--- START OF EXCERPT ---

Nicknames are of frequent occurrence on the Stock Exchange. "My son
Jack" we have just mentioned. Another was known as "The Lady's Broker,"
in consequence of being employed in an unfortunate speculation by a lady
who had ventured without the knowledge of her husband. The husband
refused to pay a farthing, and the broker, to save himself from the
black board, divulged the name of the lady who was unable to meet her
obligations.
It is a fact not generally known, says a writer on the subject, that by
one of the regulations of the Stock Exchange, any person purchasing
stock in the funds, or any of the public companies, has a right to
demand of the seller as many transfers as there are even thousand pounds
in the amount bought. Suppose, for instance, that any person were to
purchase L10,000 stock, then, instead of having the whole made over to
him by one ticket of transfer, he has a right to demand, if he so
pleases, ten separate transfers from the party or parties of whom he
purchased.
The descriptions of English stock which are least generally understood
are scrip and omnium. Scrip means the receipt for any instalment or
instalments which may have been paid on any given amount which has been
purchased on any Government loan. This receipt, or scrip, is marketable,
the party purchasing it, either at a premium or discount, as the case
chances to be, becoming of course bound to pay up the remainder of the
instalments, on pain of forfeiting the money he has given for it. Omnium
means the various kinds of stock in which a loan is absorbed, or, to
make the thing still more intelligible, a person purchasing a certain
quantity of omnium, purchases given proportions of the various
descriptions of Government securities.

--- END OF EXCERPT ---

**EXERCISE TASK A**: Can you render the rows below, from the line containing "with detecting power" through the last line of the rows, both included, as a JSON list of strings with one string per line, leaving out blank lines and the pictures?

--- START OF RECORD EXTRACTS ---

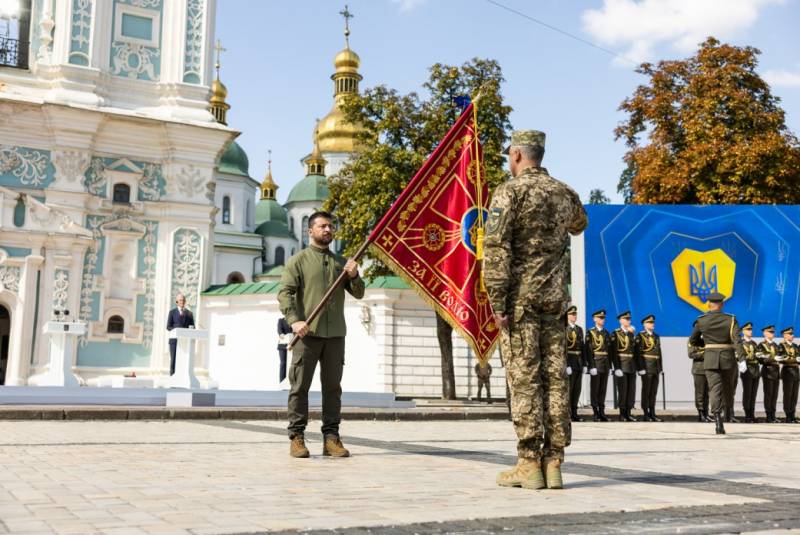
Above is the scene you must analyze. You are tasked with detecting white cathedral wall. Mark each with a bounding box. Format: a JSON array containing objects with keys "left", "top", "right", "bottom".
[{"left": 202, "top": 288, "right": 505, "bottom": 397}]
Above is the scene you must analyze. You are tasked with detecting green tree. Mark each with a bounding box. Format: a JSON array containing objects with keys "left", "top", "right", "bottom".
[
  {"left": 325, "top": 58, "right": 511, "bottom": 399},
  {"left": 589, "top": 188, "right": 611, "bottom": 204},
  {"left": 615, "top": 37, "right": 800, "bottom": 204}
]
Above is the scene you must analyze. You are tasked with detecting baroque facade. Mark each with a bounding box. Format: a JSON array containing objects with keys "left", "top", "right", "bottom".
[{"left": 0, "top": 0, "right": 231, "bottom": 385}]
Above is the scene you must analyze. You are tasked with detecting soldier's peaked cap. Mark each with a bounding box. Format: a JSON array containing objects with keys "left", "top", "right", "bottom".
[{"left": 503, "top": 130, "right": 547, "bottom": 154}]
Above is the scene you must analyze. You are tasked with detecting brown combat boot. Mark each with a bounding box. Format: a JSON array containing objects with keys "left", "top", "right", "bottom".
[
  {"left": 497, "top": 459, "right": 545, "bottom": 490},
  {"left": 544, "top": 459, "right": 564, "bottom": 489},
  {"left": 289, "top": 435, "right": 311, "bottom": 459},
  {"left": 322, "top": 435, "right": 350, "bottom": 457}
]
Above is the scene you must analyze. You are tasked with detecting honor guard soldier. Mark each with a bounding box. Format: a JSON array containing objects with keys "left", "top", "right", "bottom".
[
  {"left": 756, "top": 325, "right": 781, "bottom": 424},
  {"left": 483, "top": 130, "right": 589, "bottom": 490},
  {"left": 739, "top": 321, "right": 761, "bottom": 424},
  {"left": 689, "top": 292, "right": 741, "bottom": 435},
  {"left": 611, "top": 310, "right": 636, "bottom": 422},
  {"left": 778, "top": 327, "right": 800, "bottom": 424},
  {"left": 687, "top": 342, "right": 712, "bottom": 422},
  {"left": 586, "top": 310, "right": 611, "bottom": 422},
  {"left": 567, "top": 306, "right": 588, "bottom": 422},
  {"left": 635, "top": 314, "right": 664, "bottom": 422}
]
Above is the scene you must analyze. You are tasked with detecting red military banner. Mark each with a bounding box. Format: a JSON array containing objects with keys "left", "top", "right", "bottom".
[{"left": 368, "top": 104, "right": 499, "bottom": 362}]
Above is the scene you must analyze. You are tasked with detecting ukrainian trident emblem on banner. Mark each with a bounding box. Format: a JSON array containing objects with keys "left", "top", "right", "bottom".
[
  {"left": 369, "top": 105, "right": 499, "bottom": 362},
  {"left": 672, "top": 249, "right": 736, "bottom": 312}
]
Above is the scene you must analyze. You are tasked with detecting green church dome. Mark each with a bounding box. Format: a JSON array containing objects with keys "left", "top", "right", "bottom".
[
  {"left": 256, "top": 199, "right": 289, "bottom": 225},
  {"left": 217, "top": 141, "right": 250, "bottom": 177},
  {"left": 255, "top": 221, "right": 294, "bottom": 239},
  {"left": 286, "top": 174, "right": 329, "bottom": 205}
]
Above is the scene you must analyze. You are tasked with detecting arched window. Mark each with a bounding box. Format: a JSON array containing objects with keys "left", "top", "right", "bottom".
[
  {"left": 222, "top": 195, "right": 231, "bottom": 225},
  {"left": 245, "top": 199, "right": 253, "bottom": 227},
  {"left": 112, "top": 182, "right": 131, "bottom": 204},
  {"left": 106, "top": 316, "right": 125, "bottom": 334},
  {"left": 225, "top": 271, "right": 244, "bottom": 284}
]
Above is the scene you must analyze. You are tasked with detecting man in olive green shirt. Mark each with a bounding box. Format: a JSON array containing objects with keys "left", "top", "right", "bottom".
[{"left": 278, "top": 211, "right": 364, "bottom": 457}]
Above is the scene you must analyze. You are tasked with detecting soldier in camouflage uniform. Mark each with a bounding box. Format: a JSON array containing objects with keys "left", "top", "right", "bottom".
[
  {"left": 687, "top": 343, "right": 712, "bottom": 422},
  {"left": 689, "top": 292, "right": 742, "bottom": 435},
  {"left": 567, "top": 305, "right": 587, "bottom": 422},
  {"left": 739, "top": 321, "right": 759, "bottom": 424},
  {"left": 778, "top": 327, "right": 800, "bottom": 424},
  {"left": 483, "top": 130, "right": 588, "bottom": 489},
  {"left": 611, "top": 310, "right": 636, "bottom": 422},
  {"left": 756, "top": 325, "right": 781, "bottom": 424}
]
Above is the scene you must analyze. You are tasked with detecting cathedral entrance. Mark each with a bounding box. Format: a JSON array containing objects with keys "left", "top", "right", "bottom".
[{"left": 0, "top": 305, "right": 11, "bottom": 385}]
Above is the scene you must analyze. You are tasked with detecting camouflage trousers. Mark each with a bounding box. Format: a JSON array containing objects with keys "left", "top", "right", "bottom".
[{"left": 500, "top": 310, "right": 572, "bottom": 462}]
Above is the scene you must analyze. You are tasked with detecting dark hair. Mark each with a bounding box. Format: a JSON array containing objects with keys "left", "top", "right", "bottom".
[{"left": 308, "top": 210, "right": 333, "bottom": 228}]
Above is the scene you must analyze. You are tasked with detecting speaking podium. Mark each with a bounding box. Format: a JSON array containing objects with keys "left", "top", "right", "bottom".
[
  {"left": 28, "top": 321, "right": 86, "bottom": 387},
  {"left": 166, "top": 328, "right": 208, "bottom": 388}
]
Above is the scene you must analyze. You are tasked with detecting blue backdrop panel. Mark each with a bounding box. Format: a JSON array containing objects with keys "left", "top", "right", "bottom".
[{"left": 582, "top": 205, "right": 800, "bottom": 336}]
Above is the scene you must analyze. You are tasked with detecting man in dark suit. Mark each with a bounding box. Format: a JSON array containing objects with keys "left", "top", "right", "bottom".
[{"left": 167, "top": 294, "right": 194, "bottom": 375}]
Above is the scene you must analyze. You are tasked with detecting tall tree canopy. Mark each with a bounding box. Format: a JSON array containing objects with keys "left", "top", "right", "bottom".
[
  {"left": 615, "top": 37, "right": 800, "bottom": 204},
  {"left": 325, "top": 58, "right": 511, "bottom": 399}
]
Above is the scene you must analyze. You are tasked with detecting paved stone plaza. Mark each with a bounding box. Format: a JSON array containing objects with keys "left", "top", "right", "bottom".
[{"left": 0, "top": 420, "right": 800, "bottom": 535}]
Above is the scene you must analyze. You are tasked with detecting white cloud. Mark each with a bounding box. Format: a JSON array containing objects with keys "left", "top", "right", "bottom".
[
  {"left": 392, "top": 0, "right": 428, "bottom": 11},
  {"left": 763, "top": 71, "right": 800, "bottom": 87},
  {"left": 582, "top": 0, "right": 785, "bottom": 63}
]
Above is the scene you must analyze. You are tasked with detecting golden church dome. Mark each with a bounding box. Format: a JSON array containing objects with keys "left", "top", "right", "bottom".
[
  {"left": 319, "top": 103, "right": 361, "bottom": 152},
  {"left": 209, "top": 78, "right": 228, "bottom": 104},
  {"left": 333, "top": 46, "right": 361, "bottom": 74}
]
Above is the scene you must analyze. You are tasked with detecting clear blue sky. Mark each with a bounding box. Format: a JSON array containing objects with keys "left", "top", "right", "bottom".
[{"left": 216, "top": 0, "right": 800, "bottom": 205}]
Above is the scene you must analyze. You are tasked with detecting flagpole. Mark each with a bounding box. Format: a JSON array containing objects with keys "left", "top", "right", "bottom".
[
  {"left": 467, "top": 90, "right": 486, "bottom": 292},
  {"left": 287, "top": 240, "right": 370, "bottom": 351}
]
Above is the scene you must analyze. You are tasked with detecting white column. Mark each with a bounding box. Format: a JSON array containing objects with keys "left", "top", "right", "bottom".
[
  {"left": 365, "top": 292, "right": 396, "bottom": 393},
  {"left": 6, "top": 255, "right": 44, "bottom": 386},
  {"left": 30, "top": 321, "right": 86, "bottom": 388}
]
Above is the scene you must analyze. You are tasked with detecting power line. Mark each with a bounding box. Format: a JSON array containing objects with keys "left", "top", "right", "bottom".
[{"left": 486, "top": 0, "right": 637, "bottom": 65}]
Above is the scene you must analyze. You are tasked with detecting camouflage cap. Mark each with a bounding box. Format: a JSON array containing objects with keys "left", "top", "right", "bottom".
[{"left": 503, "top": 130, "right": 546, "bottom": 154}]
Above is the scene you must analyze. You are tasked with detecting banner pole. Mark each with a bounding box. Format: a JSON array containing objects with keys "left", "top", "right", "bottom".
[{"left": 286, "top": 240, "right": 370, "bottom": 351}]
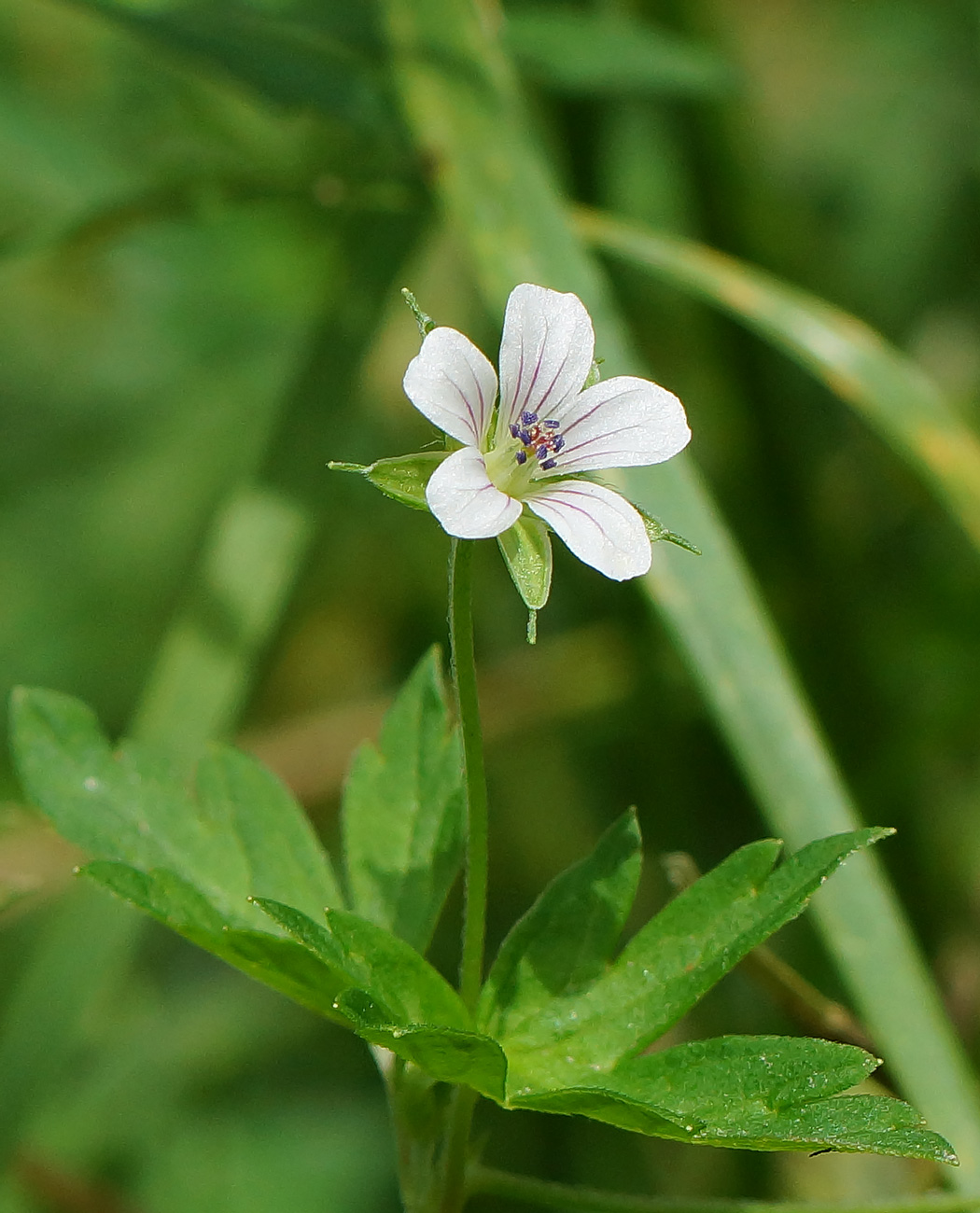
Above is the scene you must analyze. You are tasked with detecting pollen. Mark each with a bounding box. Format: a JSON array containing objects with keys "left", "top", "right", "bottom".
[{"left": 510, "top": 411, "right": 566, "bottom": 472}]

--- END OF RECORD EXTRACTS ---

**EXERCISE TASK B**: Could you rewrite the Stock Exchange passage from "in consequence of" up to and including "obligations.", with "husband" changed to "spouse"?

**RESPONSE A**:
[
  "Above is the scene you must analyze. You are tasked with detecting power line. Mark each with a bounding box. Format: a JSON array containing objects with keys \"left\", \"top\", \"right\", \"bottom\".",
  "[{\"left\": 486, \"top\": 0, \"right\": 637, \"bottom\": 65}]",
  "Above is the scene you must analyze. You are tasked with detecting camouflage cap. Mark each with a bounding box. Format: a JSON array containing objects with keys \"left\", \"top\", \"right\", \"bottom\".",
  "[{\"left\": 503, \"top\": 130, \"right\": 546, \"bottom\": 154}]",
  "Above is the scene you must analyze. You are tasked with detecting banner pole. Mark each with a bounding box. Format: a JSON array containing objects with keys \"left\", \"top\", \"right\", \"bottom\".",
  "[{\"left\": 286, \"top\": 240, \"right\": 370, \"bottom\": 351}]",
  "Above is the scene you must analyze. You are tasked with detecting pollen. Mark each with a bounding box. Format: a JSON array containing objects with keys \"left\", \"top\", \"right\", \"bottom\".",
  "[{\"left\": 510, \"top\": 411, \"right\": 566, \"bottom\": 472}]"
]

**RESPONSE B**:
in consequence of being employed in an unfortunate speculation by a lady
who had ventured without the knowledge of her spouse. The spouse
refused to pay a farthing, and the broker, to save himself from the
black board, divulged the name of the lady who was unable to meet her
obligations.